● **TASK DIRECTIONS**
Reproduce every one of the rows below verbatim, leaving each line unchanged.

Start of MATERIAL TO PROCESS

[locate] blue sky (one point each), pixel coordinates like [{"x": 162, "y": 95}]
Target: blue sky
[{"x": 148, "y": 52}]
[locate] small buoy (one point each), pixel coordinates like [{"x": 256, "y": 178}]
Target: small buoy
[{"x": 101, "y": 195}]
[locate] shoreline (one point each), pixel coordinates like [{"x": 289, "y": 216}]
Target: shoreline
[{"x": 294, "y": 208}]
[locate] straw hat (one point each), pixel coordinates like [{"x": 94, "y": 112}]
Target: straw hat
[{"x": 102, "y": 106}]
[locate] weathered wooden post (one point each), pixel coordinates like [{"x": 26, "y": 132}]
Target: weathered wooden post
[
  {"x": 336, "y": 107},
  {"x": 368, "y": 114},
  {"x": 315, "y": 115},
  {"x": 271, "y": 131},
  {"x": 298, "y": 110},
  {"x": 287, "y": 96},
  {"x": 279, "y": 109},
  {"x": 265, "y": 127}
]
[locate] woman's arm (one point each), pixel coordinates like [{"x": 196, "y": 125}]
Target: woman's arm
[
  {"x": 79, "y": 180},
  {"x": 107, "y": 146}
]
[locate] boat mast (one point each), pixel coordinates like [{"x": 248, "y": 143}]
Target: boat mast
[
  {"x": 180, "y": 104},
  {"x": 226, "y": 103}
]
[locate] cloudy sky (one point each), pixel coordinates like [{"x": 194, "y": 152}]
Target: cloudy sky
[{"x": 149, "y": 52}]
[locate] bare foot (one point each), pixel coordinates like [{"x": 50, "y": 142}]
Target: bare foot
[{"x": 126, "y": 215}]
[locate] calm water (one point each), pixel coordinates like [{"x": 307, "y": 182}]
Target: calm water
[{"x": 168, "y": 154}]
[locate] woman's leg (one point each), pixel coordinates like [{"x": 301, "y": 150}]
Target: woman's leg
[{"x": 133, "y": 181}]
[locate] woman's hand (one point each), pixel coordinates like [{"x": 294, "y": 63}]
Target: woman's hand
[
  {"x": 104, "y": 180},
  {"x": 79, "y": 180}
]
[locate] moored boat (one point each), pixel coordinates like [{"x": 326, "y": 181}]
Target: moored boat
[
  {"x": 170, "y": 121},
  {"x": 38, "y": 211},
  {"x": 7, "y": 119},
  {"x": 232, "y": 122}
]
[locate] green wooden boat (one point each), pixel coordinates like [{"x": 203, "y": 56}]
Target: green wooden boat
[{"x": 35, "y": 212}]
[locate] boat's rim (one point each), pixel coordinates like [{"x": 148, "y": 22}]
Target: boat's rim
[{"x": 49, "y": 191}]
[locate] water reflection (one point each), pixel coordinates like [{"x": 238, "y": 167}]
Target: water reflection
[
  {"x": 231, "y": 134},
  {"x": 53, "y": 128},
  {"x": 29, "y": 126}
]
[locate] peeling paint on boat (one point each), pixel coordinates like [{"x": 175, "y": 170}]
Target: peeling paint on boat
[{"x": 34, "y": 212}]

End of MATERIAL TO PROCESS

● **SOLUTION TO THIS EXERCISE**
[locate] blue sky (one point each), pixel coordinates like [{"x": 162, "y": 95}]
Target: blue sky
[{"x": 148, "y": 52}]
[locate] small buoy (one point each), pixel coordinates like [{"x": 256, "y": 178}]
Target: small buoy
[{"x": 101, "y": 195}]
[locate] shoreline (one point each), pixel coordinates like [{"x": 289, "y": 216}]
Target: shoreline
[{"x": 294, "y": 208}]
[locate] straw hat (one point each), pixel coordinates like [{"x": 94, "y": 112}]
Target: straw hat
[{"x": 102, "y": 106}]
[locate] weathered wooden post (one point each), pixel coordinates like [{"x": 26, "y": 132}]
Target: weathered wooden post
[
  {"x": 336, "y": 107},
  {"x": 368, "y": 114},
  {"x": 315, "y": 115},
  {"x": 271, "y": 131},
  {"x": 298, "y": 110},
  {"x": 287, "y": 96},
  {"x": 279, "y": 109},
  {"x": 265, "y": 127}
]
[locate] woman's arm (one point each), pixel coordinates like [{"x": 196, "y": 125}]
Target: woman's arm
[
  {"x": 79, "y": 180},
  {"x": 107, "y": 146}
]
[locate] boat mast (one point each), pixel coordinates like [{"x": 248, "y": 143}]
Target: boat mast
[
  {"x": 180, "y": 104},
  {"x": 226, "y": 103}
]
[locate] cloudy sky (one point each), pixel coordinates like [{"x": 194, "y": 152}]
Target: cloudy sky
[{"x": 149, "y": 52}]
[locate] bare foot (one point each), pixel coordinates like [{"x": 50, "y": 142}]
Target: bare foot
[{"x": 126, "y": 215}]
[locate] calm water (one point each), pixel coordinates like [{"x": 307, "y": 182}]
Target: calm water
[{"x": 168, "y": 154}]
[locate] woman's leg (one point each), pixel coordinates like [{"x": 301, "y": 150}]
Target: woman's leg
[{"x": 133, "y": 181}]
[locate] woman's hand (one point each), pixel coordinates like [{"x": 294, "y": 63}]
Target: woman's hand
[
  {"x": 104, "y": 180},
  {"x": 79, "y": 180}
]
[locate] moored boat (one point each), pixel coordinates like [{"x": 326, "y": 181}]
Target: moored boat
[
  {"x": 170, "y": 121},
  {"x": 38, "y": 211},
  {"x": 7, "y": 119},
  {"x": 232, "y": 122}
]
[locate] green wooden boat (one point each), pixel coordinates like [{"x": 203, "y": 56}]
Target: green wooden boat
[{"x": 35, "y": 212}]
[locate] boat's rim (one point each), pixel coordinates like [{"x": 148, "y": 22}]
Target: boat's rim
[{"x": 49, "y": 191}]
[locate] water reflection (one point each), pixel coordinates like [{"x": 238, "y": 167}]
Target: water reflection
[
  {"x": 231, "y": 134},
  {"x": 53, "y": 128},
  {"x": 29, "y": 126}
]
[locate] peeling paint on boat (one point each), pixel coordinates like [{"x": 175, "y": 170}]
Target: peeling paint on boat
[{"x": 34, "y": 212}]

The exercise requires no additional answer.